DESCRIPTION OF THE TASK: Copy the listing below, swapping every "bounding box" for "enclosing rectangle" and keeping everything else the same. Leave the pictures out.

EXERCISE MATERIAL:
##############################

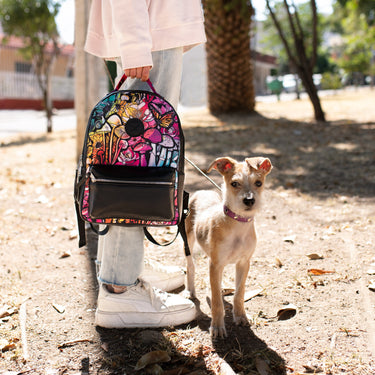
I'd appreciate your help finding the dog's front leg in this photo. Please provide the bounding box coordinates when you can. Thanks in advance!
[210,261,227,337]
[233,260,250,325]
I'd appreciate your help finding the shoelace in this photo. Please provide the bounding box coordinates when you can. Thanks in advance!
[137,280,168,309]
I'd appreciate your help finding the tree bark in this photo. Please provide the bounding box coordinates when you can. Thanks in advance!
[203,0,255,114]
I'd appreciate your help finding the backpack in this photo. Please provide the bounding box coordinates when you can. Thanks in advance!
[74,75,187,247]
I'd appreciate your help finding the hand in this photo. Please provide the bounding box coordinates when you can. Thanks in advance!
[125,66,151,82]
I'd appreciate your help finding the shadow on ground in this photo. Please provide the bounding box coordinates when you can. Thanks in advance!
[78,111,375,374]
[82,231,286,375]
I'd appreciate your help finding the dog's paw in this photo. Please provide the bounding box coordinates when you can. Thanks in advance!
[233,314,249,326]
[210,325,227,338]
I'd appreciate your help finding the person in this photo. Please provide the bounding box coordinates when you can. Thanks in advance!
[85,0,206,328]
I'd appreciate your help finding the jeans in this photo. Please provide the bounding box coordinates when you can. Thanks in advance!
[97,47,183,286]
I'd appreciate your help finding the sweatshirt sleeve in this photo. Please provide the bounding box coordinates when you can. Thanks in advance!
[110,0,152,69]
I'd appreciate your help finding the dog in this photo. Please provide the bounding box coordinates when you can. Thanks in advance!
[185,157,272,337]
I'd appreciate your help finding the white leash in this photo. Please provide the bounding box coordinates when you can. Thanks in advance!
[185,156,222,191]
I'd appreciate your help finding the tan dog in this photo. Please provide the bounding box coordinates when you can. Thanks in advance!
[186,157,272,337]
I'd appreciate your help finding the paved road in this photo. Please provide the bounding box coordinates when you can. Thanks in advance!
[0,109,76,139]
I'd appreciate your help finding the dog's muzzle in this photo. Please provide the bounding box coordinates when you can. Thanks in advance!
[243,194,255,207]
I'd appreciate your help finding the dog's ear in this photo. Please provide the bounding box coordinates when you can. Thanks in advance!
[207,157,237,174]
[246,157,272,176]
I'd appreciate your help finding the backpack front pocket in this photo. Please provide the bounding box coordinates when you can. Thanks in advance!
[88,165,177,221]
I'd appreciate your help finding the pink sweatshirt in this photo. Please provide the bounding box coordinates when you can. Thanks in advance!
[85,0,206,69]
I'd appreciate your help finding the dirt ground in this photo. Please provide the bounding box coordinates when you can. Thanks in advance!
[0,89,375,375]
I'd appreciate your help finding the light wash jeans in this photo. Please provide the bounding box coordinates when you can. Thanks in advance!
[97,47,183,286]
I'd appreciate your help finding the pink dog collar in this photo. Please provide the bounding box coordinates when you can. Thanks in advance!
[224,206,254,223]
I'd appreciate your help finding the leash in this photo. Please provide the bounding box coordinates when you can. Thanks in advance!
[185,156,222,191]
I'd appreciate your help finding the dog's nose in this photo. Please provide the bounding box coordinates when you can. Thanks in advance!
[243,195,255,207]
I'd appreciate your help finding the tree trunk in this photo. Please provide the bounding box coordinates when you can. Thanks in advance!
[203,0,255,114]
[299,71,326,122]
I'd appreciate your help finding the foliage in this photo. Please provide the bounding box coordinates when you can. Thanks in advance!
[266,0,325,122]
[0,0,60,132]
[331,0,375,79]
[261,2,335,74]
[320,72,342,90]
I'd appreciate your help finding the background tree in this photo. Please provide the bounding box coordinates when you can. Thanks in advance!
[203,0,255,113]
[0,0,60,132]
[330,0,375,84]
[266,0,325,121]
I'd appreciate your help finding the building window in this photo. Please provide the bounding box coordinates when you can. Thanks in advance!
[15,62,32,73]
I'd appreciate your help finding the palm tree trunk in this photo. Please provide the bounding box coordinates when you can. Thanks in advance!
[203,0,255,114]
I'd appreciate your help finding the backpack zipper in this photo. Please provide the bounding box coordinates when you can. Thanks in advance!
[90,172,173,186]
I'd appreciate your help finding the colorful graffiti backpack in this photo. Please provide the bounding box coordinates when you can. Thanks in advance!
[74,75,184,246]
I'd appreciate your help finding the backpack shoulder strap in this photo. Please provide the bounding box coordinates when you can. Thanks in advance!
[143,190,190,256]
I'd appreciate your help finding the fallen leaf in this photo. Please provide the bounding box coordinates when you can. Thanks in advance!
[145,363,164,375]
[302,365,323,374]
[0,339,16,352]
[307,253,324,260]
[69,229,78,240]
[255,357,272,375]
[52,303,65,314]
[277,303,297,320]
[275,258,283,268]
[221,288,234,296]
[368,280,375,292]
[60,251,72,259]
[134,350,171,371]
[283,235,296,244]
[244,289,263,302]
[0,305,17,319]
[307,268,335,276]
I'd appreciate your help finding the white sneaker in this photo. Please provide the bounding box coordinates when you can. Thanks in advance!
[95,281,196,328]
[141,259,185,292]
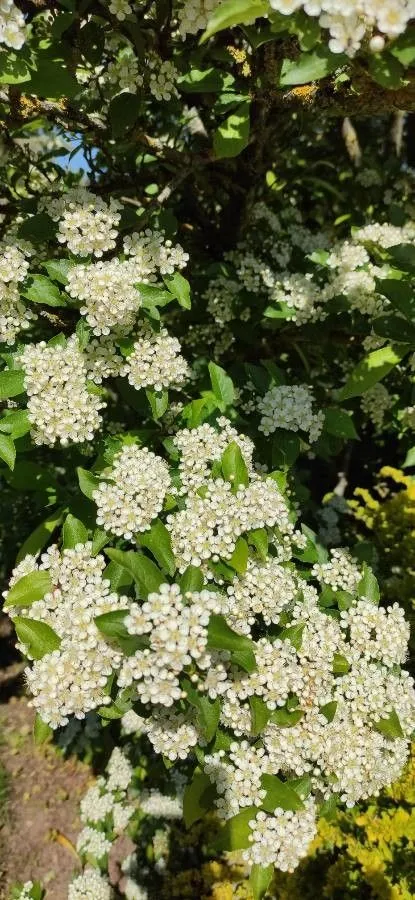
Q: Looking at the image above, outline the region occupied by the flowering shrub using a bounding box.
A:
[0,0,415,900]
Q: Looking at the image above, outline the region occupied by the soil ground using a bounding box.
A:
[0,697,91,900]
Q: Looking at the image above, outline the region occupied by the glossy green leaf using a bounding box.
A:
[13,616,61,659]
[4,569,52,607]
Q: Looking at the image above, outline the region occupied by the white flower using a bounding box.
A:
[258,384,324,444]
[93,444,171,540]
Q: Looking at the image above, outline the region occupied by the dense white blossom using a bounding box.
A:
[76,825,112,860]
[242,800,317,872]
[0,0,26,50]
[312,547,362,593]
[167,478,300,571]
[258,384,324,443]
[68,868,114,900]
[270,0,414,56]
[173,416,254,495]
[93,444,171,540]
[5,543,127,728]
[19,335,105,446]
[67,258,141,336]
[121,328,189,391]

##############################

OUTPUT FOR THIS TASK:
I'd appreciate your help finding the dog's front leg in this photo. Please provide the enclosing rectangle coordinates when you can. Thanks in advance!
[210,261,227,337]
[233,260,250,325]
I'd appreciate your help finding the shoelace in this photo. Please provide the enclosing rectangle coordinates when you can. Thanks in advance!
[137,280,168,309]
I'd appreciate your help finding the tree bark in this photo. Please provide the enclosing rectangle coordinates when you can. Thanks in advance!
[203,0,255,114]
I'd appreciate your help finding the backpack in this photo. Please provide the enclosing rectangle coordinates when you can. Thanks in advance!
[74,75,187,247]
I'd appreciate your help finding the hand in this photo. Please provide the enclosing rectangle coordinates when you can. Thanks in advance!
[125,66,151,82]
I'd appreciate your help finding the shadow on ground in this photo. Please provide the enclosing rectangle coordinates when you can. Thanks in advance!
[78,111,375,374]
[82,231,286,375]
I'd appreciate your help finding the dog's paw in this photo. Please provide the enclosing rectangle coordinates when you can. Thanks in advance!
[233,314,249,326]
[210,325,227,338]
I'd appreciate your help finding the person in this photo. Please provide the enclosing rectangle coordinates when you can. Thanks in advance!
[85,0,206,328]
I'd appreciate your help finding the jeans in this photo. Please provide the enclosing rectangle coordinates when you can. Thanks in advance!
[97,47,183,286]
I'd appreciate your help finding the sweatshirt sleeve in this photo. Please provide the enclosing rectangle coordinates when you can. Thanks in advance!
[110,0,152,69]
I'd appreciate your help finding the dog in this photo. Please provide the enclosing rectangle coordinates when you can. Thanks in advance!
[185,157,272,337]
I'd appreciate your help finding the white leash in this photo. Please provide the enclosing rectangle coordinates when you can. Thanks in advance!
[185,156,222,191]
I'd appreciate your help finding the tan dog in this photo. Please provide the enclosing rectangle coordinates when you can. Thanks in advance!
[186,157,272,337]
I'd appreciate your help finding the paved road in this photo. Please provide the enclosing rectangle coordinates when you can. Thanks in advance!
[0,109,76,139]
I'd appreciate your help finding the dog's muzzle in this photo. Please provide the enclosing rectangle coordinates when you can. Thanks in advance!
[243,194,255,207]
I'd appreciate your help finding the dog's ear in this photo. Please provide the enclosing rectangle coordinates when you can. Thanks in advance!
[207,157,237,174]
[246,157,272,176]
I'd appreciate your help finding the backpack front pocket in this photo. Please provide the enclosing rectangle coordinates when you can. Thanks in advance!
[88,165,177,221]
I'd appreciate your help finding the pink sweatshirt in this photo. Please provide the enclosing rectangle coordinates when you can. Thanks in advance!
[85,0,206,69]
I'd appreciate your help finding the dirt ground in this photo. Please provide the enclosing rectangle coordinates when you can. Thanks in advance!
[0,89,375,375]
I'd appreciate your help finding the light wash jeans in this photo. Please provide the enclosing rectangle coordinates when you can. Thanks in advance!
[97,47,183,286]
I'd appreciate your help finding the pink dog collar in this photo. Please provide the enclosing rectangle coordinates when you can. Thanks in advance!
[224,206,254,223]
I'd appreciate your help finding the leash in this photo. Please provide the enclosing rectangle coordinates when you can. Thanks in advance!
[185,156,222,191]
I'd appreciate your help finding the dog's nose in this photo. Please provide the enclosing rectangle coordinates when you can. Thanks in advance!
[243,195,255,207]
I'd appreciate your help finding the tree trunk in this photo. Please provide the enclosing rectangle coordinates when you can. Thanks in advance!
[203,0,255,114]
[299,71,326,122]
I'd appreciate your help finding the foliage in this photo. Please provide the enclosing rectangle coordinates when you can. Thanks in advance!
[266,0,325,122]
[0,0,60,132]
[331,0,375,79]
[261,2,335,74]
[320,72,342,90]
I'd appreciate your help finding the background tree in this photo. Please provide the enclosing rectangle coordinates when you can. Thanks in advance!
[203,0,255,113]
[0,0,60,132]
[330,0,375,84]
[266,0,325,121]
I'd appreciate your help finding the building window in this photo. Please provide the enclosing rectangle coordinates when you can. Thanks in advance!
[15,62,32,73]
I'd appreciate your help finding the palm tree trunk in this photo. Please provide the enclosing rectangle coordinates when you can. Thanks in advance!
[203,0,255,114]
I'd appreciate your help finding the backpack zipper in this photo. Please provide the enclosing rectangle coordinates when you can. Thanks in advance!
[90,172,173,186]
I'd appreciate your help finding the colorful graffiti backpack in this photo. Please provide the enclosing rectangle coordinates when you can. Thanks in advance!
[74,75,184,246]
I'd appreciate your help finding the backpack shoulder strap in this photo. Please provide the enclosing rectangle coordinates when you can. Thanks in advance!
[143,190,190,256]
I'd appreciate your help finding the fallen leaf in this photo. Please provide the enclosing rectangle coordinates when you can. Thanks in advance!
[145,363,164,375]
[302,365,323,374]
[0,339,16,352]
[307,253,324,260]
[69,229,78,240]
[255,357,272,375]
[52,303,65,314]
[277,303,297,320]
[275,258,283,268]
[221,288,234,296]
[368,280,375,292]
[60,251,72,259]
[134,350,171,371]
[283,235,296,244]
[244,289,263,302]
[0,305,17,319]
[307,268,335,276]
I'd appreciate your help finding the white sneaker in this photo. Please provide the enclosing rectangle coordinates when you can. Thanks in advance!
[95,281,196,328]
[141,259,185,292]
Q: Looking at the image above, outline the region occupied by the flowering shrub using a enclosing rectangle.
A:
[0,0,415,900]
Q: Looking at the image above, outline the region occupied by the soil ground using a enclosing rectangle.
A:
[0,697,91,900]
Q: Looking at the image above, outline the region occupied by the glossy green leaf using a enclosing rectangle.
A:
[13,616,61,659]
[4,569,52,607]
Q: Looking at the image above, outline the region occupied by the white flower using a enclosing rectangle.
A:
[258,384,324,444]
[93,444,171,540]
Q: Looking at the image above, outline the region occupied by the dense white blossom using a enclosing rectangle.
A:
[76,825,112,860]
[242,800,317,872]
[0,0,26,50]
[312,547,362,593]
[167,478,300,571]
[258,384,324,443]
[68,868,114,900]
[270,0,414,56]
[173,416,254,495]
[93,444,171,540]
[5,543,127,728]
[19,335,105,446]
[67,258,141,336]
[121,328,189,391]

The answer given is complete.